*** PASSAGE FOURNI

Le premier projet est le Brickell City center dans le Down Town de Miami. Ce projet développé par Swiss Properties est l’un des plus grands projets immobiliers de Miami et inclus du commerce, des bureaux, des logements, etc. Nous allons surtout nous attarder ici sur le centre commercial conçu par Arquitectonica (Miami) et sa filiale Arquitectonica Geo pour les espaces publics et jardins. Ce centre commercial correspond aux canons de demain des centres commerciaux, au sens conceptuel : ce n’est plus une box fermée mais bien une rue couverte, intégrée dans le tissu urbain existant ou refaçonné. Mais à Miami, avec les conditions climatiques spécifiques à un climat tropical, la question de la couverture de toiture doit répondre aussi à un enjeu majeur de régulation des vents, soleil, etc. C’est ici que s’insère la conception paramétrique avec le « ruban climatique » développé par l’équipe de conception qui a été paramétré pour répondre à l’ensemble de ces contraintes. Il en découle une structure anamorphique selon l’endroit où la toiture se situe.

******

- [ÉNONCÉ 1]
D'après le texte sur le Brickell City Center, pourquoi la toiture du centre commercial doit-elle aussi répondre à un enjeu de régulation des vents et du soleil ? Répondez en une à trois phrases.
- [ÉNONCÉ 2]
Poursuivez le texte sur le Brickell City Center à partir de sa dernière phrase.
Les items n'interviennent pas ici.

*** CONTENU DES DONNÉES

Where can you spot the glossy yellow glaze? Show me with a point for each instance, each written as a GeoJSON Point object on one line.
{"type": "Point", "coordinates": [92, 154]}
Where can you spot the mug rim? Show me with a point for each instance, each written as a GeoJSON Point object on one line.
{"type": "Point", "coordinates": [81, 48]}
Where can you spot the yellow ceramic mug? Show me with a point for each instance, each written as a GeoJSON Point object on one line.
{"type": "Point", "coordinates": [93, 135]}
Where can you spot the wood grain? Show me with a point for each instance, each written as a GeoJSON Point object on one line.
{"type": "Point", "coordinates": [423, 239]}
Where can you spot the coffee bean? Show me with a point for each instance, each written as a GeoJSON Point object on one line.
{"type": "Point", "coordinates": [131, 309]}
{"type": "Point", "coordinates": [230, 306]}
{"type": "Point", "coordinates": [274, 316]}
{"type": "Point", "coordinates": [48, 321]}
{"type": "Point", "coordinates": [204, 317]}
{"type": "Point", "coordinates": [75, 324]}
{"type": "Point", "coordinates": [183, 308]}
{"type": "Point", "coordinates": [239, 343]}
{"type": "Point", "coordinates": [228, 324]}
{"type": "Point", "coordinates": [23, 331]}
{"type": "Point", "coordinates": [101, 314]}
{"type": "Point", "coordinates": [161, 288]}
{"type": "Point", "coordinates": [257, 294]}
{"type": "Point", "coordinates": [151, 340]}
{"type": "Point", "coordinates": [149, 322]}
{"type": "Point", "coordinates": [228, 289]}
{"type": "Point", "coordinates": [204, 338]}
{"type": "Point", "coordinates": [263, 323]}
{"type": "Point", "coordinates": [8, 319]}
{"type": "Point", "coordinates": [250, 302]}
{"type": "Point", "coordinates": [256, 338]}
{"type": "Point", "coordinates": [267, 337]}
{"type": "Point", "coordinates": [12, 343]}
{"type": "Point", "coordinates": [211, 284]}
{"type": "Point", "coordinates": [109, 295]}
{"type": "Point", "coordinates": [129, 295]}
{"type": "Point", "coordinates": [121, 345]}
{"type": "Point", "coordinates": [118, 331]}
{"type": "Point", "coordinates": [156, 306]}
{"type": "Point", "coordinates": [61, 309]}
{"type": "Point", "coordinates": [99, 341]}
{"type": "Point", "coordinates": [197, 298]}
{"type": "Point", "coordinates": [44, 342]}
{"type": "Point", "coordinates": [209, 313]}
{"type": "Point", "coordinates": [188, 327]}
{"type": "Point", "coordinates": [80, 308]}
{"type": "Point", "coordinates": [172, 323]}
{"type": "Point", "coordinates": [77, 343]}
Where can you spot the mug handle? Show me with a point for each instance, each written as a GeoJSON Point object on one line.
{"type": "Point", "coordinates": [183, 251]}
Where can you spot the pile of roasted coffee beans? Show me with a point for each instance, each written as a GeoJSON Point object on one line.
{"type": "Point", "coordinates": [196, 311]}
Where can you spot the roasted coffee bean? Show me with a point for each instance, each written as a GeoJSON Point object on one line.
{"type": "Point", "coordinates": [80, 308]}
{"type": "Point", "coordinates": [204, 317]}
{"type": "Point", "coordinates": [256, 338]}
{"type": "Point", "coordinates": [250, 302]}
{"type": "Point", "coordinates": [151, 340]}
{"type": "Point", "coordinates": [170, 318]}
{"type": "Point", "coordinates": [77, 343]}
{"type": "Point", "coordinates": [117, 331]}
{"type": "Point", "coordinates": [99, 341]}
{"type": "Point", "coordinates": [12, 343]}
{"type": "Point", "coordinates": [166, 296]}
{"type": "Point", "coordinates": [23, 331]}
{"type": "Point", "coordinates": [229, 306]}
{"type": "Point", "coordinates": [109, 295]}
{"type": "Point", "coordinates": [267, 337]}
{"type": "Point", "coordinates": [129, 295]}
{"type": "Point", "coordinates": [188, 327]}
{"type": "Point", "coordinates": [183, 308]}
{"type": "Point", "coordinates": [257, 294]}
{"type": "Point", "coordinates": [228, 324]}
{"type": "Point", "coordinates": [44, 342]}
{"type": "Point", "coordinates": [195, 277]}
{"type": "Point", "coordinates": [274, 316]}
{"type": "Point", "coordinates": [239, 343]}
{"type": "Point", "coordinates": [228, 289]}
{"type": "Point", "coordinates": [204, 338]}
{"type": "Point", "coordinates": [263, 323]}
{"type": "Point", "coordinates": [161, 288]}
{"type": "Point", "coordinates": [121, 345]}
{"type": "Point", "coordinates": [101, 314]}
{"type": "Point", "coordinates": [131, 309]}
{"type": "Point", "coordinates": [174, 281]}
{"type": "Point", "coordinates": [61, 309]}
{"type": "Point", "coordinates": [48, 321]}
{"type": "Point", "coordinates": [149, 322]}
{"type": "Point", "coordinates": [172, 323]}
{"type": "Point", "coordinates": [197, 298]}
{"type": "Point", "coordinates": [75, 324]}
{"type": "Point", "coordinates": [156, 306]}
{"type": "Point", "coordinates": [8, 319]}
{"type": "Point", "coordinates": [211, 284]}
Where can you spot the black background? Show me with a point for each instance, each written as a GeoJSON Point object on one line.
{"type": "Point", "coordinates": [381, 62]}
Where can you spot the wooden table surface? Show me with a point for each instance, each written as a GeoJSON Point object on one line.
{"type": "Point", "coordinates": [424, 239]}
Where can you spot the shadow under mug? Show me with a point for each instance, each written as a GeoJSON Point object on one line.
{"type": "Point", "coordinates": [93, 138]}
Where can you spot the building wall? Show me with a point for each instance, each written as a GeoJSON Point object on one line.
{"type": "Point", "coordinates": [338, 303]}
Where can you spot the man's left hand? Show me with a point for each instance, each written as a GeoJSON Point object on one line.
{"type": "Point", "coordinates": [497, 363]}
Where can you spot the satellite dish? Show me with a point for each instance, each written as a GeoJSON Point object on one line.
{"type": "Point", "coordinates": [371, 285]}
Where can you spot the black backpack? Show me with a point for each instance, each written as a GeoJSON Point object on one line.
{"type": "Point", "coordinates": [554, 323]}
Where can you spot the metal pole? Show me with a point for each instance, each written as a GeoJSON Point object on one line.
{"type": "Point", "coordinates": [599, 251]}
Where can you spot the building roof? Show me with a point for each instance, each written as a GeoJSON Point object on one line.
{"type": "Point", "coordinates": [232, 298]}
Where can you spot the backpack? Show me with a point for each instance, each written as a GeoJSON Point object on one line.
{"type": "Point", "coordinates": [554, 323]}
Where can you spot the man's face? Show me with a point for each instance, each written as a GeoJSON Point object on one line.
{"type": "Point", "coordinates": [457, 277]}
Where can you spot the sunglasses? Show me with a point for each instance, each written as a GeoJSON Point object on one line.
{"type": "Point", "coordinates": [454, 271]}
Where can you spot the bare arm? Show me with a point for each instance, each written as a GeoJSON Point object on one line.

******

- [VOTRE RÉPONSE 1]
À Miami, le climat tropical impose des conditions climatiques spécifiques. La couverture de toiture doit donc aussi réguler les vents, le soleil, etc. C'est pour répondre à l'ensemble de ces contraintes que l'équipe de conception a paramétré le « ruban climatique ».

- [VOTRE RÉPONSE 2]
Le second projet est le centre international de recherche sur le cancer (CIRC) situé à Lyon et dont les architectes sont le bureau bruxellois Art&Build. L’intérêt de ce projet est dans la gestion de la protection solaire pour une cour intérieure circulaire… et donc orientée autant au nord qu’au sud, Est et Ouest. Les architectes ont choisi un métal découlé en forme de feuilles/fleurs et qui se déploie selon son échauffement au soleil et à la lumière. Une action qui implique de travailler à la fois sur les alliages, la forme, la durabilité. Tout cela étant paramétrisé par ordinateur et puis développé en POC (Proof of concept).
Ces deux projets montrent aujourd’hui le niveau de conception assistée par les programmes de paramétrisation pour les architectes. D’autres recherches plus élaborées dans les processus de conception suivi s de réalisations correspondent aux recherches, entre autres, de l’Institute for Computational Design and Construction à Stuttgart et incluant, dans le processus d’élaboration, la nécessité de l’intégration des technologies de fabrication comme la robotique, les drones, etc.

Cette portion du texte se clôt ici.